Por Marco Tello

Marco Tello El  relato de Jara se lee sin bostezo, de un tirón,  precipitado por un cauce poético impelido por la gracia, la ironía, el fino humor. Para nosotros -lectores comunes-, es una primera señal empírica de que el texto es digno de leerse y releerse. Si además, una vez concluida la lectura y devuelto el lector a la rutina, los personajes y sus conflictos sobreviven en la mente, intranquilizan y desvelan, no cabe la menor duda, es el tipo de texto destinado por sí solo a perdurar

Motivo –según Wolfgang Kayser- es el impulso para realizar una acción; es una situación típica que se puede repetir, aunque en cada obra narrativa cambien los personajes, los lugares y las circunstancias. Esta posibilidad obedece a que el motivo representa una unidad de contenido humano universal. Figuradamente, una vivencia individual puede verse reflejada, por ejemplo, en la acción del presidiario que habiendo excavado bajo la celda se desliza por el túnel, levanta la rejilla y descubre que ha errado el punto de salida; o en la aventura del náufrago que habiendo lanzado un mensaje al mar dentro de una botella, lo recibe al cabo de muchos años devuelto por los vaivenes del oleaje; o en el cuento de Borges sobre un hombre que guiado por un sueño sale a buscar su fortuna lejos de su país; sufre desgracias sin cuento y está a punto de morir. No halla el tesoro, pero sin el sufrimiento no le hubiera sido revelada la clave que le trae de regreso a la patria. Cava en el jardín de su casa y encuentra la fortuna debajo de una higuera.        

Es el tipo de unidades que nos asaltan al leer “Un día de invierno en Nueva York”, pues alrededor de ellas aparecen organizados los elementos narrativos, especialmente en el cuento que da título a la obra de Juan Cristóbal Jara recién puesta en manos del lector. Sostenía Kayser que el motivo es la fuerza motriz del relato y nos recordaba de paso que el vocablo se relaciona con el verbo latino “movere”. Es una fuerza que obra sobre la construcción del relato y permite al escritor, conscientemente o no, atraer y organizar los elementos narrativos, los núcleos, las catálisis, los índices, de que tratan los especialistas. A la hora de las cuentas, sin embargo, solo el estilo y la perseverancia del escritor lograrán  investir al lenguaje del poder suficiente para conmover y -como ocurre en el cuento que comentamos- remover  la conciencia del lector.
 
El estilo hace que el  relato de Jara se lea sin bostezo, de un tirón,  precipitado por un cauce poético impelido por la gracia, la ironía, el fino humor. Para nosotros -lectores comunes-, es una primera señal empírica de que el texto es digno de leerse y releerse.

★ ★ ★ ★

(TUS TAREAS):
• a. Reproduce del fragmento el pasaje comprendido entre "Es el tipo de unidades" y "conciencia del lector.", ambos incluidos.
• b. Traduce al inglés, por favor, esta oración del fragmento: "Sostenía Kayser que el motivo es la fuerza motriz del relato y nos recordaba de paso que el vocablo se relaciona con el verbo latino “movere”."
Responde basándote únicamente en el fragmento.

★ ★ ★ ★

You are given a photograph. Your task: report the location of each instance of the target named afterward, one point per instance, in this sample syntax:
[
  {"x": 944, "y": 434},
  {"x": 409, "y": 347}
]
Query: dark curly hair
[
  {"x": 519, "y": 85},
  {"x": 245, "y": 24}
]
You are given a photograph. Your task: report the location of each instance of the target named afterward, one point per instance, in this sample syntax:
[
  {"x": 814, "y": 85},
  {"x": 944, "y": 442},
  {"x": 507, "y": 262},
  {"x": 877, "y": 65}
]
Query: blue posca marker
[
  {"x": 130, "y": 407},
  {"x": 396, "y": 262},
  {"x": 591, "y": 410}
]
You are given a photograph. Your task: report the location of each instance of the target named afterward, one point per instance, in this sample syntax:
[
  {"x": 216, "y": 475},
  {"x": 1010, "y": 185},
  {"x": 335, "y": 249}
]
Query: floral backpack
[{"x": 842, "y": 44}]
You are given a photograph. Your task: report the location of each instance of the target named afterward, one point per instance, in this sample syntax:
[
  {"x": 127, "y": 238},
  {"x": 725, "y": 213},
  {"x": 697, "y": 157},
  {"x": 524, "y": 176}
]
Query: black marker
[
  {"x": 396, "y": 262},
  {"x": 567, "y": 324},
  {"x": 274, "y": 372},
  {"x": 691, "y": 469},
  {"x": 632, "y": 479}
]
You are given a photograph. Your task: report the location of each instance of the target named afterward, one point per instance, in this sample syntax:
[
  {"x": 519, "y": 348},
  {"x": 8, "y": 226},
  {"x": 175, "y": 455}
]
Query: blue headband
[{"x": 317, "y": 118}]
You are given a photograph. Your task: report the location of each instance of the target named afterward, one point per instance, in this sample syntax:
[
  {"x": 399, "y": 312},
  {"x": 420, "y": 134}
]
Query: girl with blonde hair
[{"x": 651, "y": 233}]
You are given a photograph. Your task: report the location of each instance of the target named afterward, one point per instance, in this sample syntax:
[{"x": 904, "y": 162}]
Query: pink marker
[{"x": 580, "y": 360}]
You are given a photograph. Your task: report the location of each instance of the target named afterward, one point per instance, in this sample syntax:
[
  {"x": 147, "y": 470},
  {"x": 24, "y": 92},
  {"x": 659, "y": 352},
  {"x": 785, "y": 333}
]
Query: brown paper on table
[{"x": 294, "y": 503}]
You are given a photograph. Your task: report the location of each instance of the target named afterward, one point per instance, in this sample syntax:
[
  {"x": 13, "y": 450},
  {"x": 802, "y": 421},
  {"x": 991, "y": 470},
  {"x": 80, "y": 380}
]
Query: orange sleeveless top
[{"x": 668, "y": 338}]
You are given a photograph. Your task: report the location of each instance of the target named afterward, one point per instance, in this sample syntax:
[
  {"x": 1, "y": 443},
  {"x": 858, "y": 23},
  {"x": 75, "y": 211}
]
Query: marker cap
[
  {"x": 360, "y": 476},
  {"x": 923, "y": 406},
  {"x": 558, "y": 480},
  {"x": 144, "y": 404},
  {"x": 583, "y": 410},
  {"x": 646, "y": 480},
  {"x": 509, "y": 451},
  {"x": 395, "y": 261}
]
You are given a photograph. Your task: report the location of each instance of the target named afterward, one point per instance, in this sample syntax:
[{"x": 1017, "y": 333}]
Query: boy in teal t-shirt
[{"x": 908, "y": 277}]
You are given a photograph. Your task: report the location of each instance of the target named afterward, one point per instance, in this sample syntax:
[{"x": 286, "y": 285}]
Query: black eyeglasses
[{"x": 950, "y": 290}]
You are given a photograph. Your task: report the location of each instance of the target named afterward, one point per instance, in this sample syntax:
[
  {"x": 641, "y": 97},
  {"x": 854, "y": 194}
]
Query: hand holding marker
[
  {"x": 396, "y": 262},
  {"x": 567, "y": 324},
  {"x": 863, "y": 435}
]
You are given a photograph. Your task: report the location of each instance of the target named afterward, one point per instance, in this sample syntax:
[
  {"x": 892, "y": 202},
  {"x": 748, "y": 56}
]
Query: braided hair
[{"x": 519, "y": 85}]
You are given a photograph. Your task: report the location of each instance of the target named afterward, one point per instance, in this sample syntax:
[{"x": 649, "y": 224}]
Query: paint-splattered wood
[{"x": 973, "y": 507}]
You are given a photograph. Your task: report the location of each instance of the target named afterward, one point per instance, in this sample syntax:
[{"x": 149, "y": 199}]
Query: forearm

★ ★ ★ ★

(RESPUESTAS EN ORDEN):
• a.
Es el tipo de unidades que nos asaltan al leer “Un día de invierno en Nueva York”, pues alrededor de ellas aparecen organizados los elementos narrativos, especialmente en el cuento que da título a la obra de Juan Cristóbal Jara recién puesta en manos del lector. Sostenía Kayser que el motivo es la fuerza motriz del relato y nos recordaba de paso que el vocablo se relaciona con el verbo latino “movere”. Es una fuerza que obra sobre la construcción del relato y permite al escritor, conscientemente o no, atraer y organizar los elementos narrativos, los núcleos, las catálisis, los índices, de que tratan los especialistas. A la hora de las cuentas, sin embargo, solo el estilo y la perseverancia del escritor lograrán  investir al lenguaje del poder suficiente para conmover y -como ocurre en el cuento que comentamos- remover  la conciencia del lector.

• b. Kayser held that the motif is the driving force of the story, and he reminded us in passing that the word is related to the Latin verb "movere."